━━━━━ Stored rows

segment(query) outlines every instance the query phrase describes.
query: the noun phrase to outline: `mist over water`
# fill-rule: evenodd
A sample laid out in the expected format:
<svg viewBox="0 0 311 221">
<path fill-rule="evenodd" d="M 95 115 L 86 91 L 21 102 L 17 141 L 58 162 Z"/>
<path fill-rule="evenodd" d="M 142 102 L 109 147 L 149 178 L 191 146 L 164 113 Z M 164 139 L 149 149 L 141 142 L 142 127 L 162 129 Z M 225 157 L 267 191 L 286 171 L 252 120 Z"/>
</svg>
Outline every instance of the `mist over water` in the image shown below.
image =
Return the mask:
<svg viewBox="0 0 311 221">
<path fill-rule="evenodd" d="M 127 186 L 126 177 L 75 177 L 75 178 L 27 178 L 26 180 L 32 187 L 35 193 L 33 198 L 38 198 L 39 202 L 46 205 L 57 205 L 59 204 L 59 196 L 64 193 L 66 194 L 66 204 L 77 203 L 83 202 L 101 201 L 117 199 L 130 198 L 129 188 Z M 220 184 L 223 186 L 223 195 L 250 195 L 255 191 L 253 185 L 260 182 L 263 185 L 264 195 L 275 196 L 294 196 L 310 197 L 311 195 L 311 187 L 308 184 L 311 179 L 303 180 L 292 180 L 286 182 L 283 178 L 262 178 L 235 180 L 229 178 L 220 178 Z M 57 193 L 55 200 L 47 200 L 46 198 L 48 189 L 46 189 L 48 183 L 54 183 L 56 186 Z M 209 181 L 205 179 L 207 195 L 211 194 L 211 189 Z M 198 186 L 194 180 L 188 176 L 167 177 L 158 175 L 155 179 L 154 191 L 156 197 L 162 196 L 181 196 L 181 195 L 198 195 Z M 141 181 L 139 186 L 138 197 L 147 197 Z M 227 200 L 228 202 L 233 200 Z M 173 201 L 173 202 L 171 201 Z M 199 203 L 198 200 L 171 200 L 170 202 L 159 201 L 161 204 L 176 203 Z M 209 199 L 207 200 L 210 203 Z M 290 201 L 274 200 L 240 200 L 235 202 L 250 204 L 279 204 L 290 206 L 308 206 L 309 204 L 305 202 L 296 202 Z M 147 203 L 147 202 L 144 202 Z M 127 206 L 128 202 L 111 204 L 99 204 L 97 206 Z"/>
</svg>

━━━━━━━━━━

> Task details
State how many lines of the listing above contain the word "image", giving only the number.

> Exercise response
2